Record extracts section start

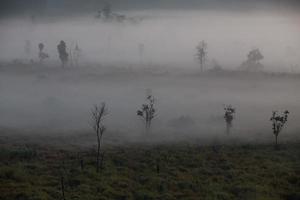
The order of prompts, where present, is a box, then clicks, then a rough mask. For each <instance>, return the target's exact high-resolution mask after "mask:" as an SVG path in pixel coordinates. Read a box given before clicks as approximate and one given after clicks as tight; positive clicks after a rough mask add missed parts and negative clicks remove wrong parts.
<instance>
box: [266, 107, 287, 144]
mask: <svg viewBox="0 0 300 200" xmlns="http://www.w3.org/2000/svg"><path fill="white" fill-rule="evenodd" d="M288 115H289V111H288V110H286V111H284V112H283V113H282V114H279V113H278V112H277V111H273V113H272V117H271V119H270V120H271V121H272V129H273V134H274V135H275V147H278V135H279V133H280V132H281V130H282V128H283V127H284V125H285V123H286V122H287V120H288Z"/></svg>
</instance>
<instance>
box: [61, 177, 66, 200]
mask: <svg viewBox="0 0 300 200" xmlns="http://www.w3.org/2000/svg"><path fill="white" fill-rule="evenodd" d="M60 183H61V192H62V197H63V200H65V185H64V177H63V176H62V177H61V179H60Z"/></svg>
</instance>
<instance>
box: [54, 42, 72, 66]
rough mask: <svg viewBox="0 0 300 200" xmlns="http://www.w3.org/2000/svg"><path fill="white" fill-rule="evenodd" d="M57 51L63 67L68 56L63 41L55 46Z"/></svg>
mask: <svg viewBox="0 0 300 200" xmlns="http://www.w3.org/2000/svg"><path fill="white" fill-rule="evenodd" d="M57 51H58V54H59V58H60V60H61V63H62V66H63V67H64V66H65V65H66V64H67V62H68V59H69V54H68V53H67V45H66V43H65V42H64V41H63V40H62V41H60V43H59V45H57Z"/></svg>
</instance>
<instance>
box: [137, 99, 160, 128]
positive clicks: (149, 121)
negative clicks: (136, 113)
mask: <svg viewBox="0 0 300 200" xmlns="http://www.w3.org/2000/svg"><path fill="white" fill-rule="evenodd" d="M146 101H147V103H145V104H143V105H142V108H141V109H140V110H138V111H137V115H138V116H139V117H140V118H141V119H142V120H143V122H144V123H145V128H146V132H148V131H149V130H150V127H151V123H152V120H153V119H154V117H155V112H156V110H155V109H154V103H155V99H154V97H153V96H152V95H151V94H149V95H147V98H146Z"/></svg>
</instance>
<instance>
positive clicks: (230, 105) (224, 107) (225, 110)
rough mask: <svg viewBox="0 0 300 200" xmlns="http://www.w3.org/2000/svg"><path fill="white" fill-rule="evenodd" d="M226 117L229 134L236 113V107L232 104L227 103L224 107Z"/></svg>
mask: <svg viewBox="0 0 300 200" xmlns="http://www.w3.org/2000/svg"><path fill="white" fill-rule="evenodd" d="M224 111H225V114H224V119H225V122H226V133H227V134H229V133H230V129H231V127H232V121H233V118H234V115H235V108H233V107H232V106H231V105H226V106H225V107H224Z"/></svg>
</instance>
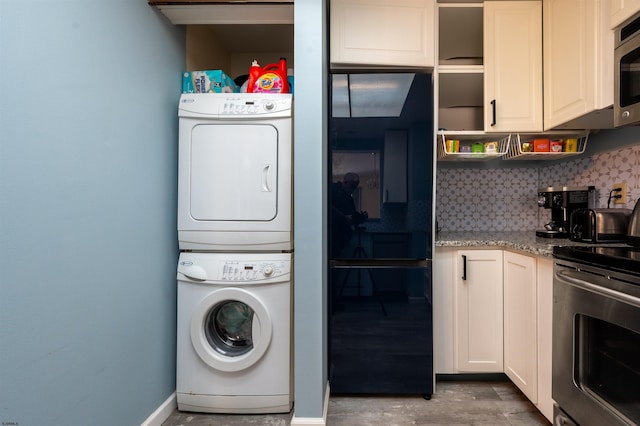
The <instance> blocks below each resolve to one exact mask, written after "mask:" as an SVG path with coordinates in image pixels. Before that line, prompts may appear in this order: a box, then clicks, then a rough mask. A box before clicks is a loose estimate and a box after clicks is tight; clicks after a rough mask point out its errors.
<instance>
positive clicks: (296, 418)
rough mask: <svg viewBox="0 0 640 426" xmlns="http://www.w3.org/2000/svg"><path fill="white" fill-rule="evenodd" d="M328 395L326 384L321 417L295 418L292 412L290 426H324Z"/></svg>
mask: <svg viewBox="0 0 640 426" xmlns="http://www.w3.org/2000/svg"><path fill="white" fill-rule="evenodd" d="M330 394H331V392H330V389H329V383H328V382H327V389H326V390H325V394H324V410H323V413H322V417H296V413H295V412H294V413H293V418H292V419H291V426H326V424H327V412H328V411H329V395H330Z"/></svg>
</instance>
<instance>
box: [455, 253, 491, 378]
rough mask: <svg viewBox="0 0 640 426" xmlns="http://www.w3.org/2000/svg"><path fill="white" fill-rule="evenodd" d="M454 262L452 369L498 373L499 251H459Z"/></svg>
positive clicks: (480, 372)
mask: <svg viewBox="0 0 640 426" xmlns="http://www.w3.org/2000/svg"><path fill="white" fill-rule="evenodd" d="M455 263H456V265H455V271H456V280H455V286H454V321H455V330H454V362H455V367H456V370H457V371H458V372H467V373H472V372H473V373H495V372H502V371H503V331H502V328H503V314H502V306H503V293H502V281H503V278H502V277H503V269H502V250H459V251H458V252H457V255H456V262H455Z"/></svg>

Record extracts section end

Every record above must be given again exactly; drop the pictures.

The order of prompts, where present, is a box, then clicks, then a rough mask. For each <instance>, return the target's exact high-resolution mask after "mask:" as an SVG path in pixel coordinates. Read a box given before clicks as approximate and one given after clicks as tight; positive clicks after a rough mask add missed parts and negative clicks remove wrong parts.
<instance>
box: [266, 107, 287, 144]
mask: <svg viewBox="0 0 300 200" xmlns="http://www.w3.org/2000/svg"><path fill="white" fill-rule="evenodd" d="M288 115H289V111H288V110H286V111H284V112H283V113H282V114H279V113H278V112H277V111H273V113H272V117H271V119H270V120H271V121H272V129H273V134H274V135H275V147H278V135H279V133H280V132H281V130H282V128H283V127H284V125H285V123H286V122H287V120H288Z"/></svg>
</instance>
<instance>
box: [61, 177, 66, 200]
mask: <svg viewBox="0 0 300 200" xmlns="http://www.w3.org/2000/svg"><path fill="white" fill-rule="evenodd" d="M60 183H61V192H62V197H63V200H65V185H64V177H63V176H62V177H61V179H60Z"/></svg>
</instance>
<instance>
box: [54, 42, 72, 66]
rough mask: <svg viewBox="0 0 300 200" xmlns="http://www.w3.org/2000/svg"><path fill="white" fill-rule="evenodd" d="M57 51L63 67L68 56L63 41L55 46Z"/></svg>
mask: <svg viewBox="0 0 300 200" xmlns="http://www.w3.org/2000/svg"><path fill="white" fill-rule="evenodd" d="M57 51H58V54H59V58H60V60H61V63H62V66H63V67H64V66H65V65H66V64H67V62H68V59H69V54H68V53H67V45H66V43H65V42H64V41H63V40H62V41H60V43H59V45H57Z"/></svg>
</instance>
<instance>
box: [137, 99, 160, 128]
positive clicks: (149, 121)
negative clicks: (136, 113)
mask: <svg viewBox="0 0 300 200" xmlns="http://www.w3.org/2000/svg"><path fill="white" fill-rule="evenodd" d="M146 101H147V103H145V104H143V105H142V108H141V109H140V110H138V111H137V115H138V116H139V117H140V118H141V119H142V120H143V122H144V123H145V128H146V132H148V131H149V130H150V127H151V123H152V120H153V119H154V117H155V112H156V110H155V109H154V103H155V99H154V97H153V96H152V95H151V94H149V95H147V98H146Z"/></svg>
</instance>
<instance>
positive clicks: (230, 105) (224, 107) (225, 110)
rough mask: <svg viewBox="0 0 300 200" xmlns="http://www.w3.org/2000/svg"><path fill="white" fill-rule="evenodd" d="M226 117L229 134L236 113V107L232 104L227 103L224 107Z"/></svg>
mask: <svg viewBox="0 0 300 200" xmlns="http://www.w3.org/2000/svg"><path fill="white" fill-rule="evenodd" d="M224 111H225V114H224V119H225V122H226V133H227V134H229V133H230V129H231V127H232V121H233V118H234V115H235V108H233V107H232V106H231V105H226V106H225V107H224Z"/></svg>
</instance>
The <instance> blocks below each resolve to one exact mask, written after "mask:" as an SVG path with coordinates in image pixels. Before that line, prompts may appear in this order: a box, then clicks, then a rough mask. A box before clicks is a loose estimate and a box after clicks is tight; clicks after a rough mask point out its errors.
<instance>
positive clicks: (296, 418)
rough mask: <svg viewBox="0 0 640 426" xmlns="http://www.w3.org/2000/svg"><path fill="white" fill-rule="evenodd" d="M328 395L326 384L321 417L295 418L292 412L290 426H324Z"/></svg>
mask: <svg viewBox="0 0 640 426" xmlns="http://www.w3.org/2000/svg"><path fill="white" fill-rule="evenodd" d="M330 394H331V392H330V389H329V383H328V382H327V389H326V390H325V394H324V410H323V413H322V417H296V413H295V412H294V413H293V418H292V419H291V426H326V424H327V412H328V411H329V395H330Z"/></svg>
</instance>
<instance>
box: [455, 253, 491, 378]
rough mask: <svg viewBox="0 0 640 426" xmlns="http://www.w3.org/2000/svg"><path fill="white" fill-rule="evenodd" d="M454 262L452 369L498 373L499 251H459Z"/></svg>
positive clicks: (480, 372)
mask: <svg viewBox="0 0 640 426" xmlns="http://www.w3.org/2000/svg"><path fill="white" fill-rule="evenodd" d="M455 263H456V265H455V271H456V280H455V286H454V321H455V330H454V362H455V367H456V370H457V371H458V372H467V373H472V372H473V373H495V372H502V371H503V331H502V328H503V314H502V306H503V293H502V281H503V278H502V277H503V269H502V250H459V251H458V252H457V255H456V262H455Z"/></svg>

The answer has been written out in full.